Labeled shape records
────────────────────

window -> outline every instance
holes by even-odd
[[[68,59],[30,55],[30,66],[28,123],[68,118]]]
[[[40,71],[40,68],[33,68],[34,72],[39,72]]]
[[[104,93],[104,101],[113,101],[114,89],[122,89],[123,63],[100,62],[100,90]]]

────────────────────

(Instructions for the task):
Reproduce every line of these records, the requests included. Multiply each polygon vertex coordinate in the answers by 1.7 and round it to a whole number, with halves rounded up.

(Output for this exercise):
window -> outline every instance
holes by even-odd
[[[116,100],[51,94],[51,112],[48,209],[116,201]]]
[[[68,121],[68,116],[56,116],[58,122],[66,122]]]
[[[177,158],[177,172],[192,172],[194,151],[207,151],[209,107],[170,105],[170,153]]]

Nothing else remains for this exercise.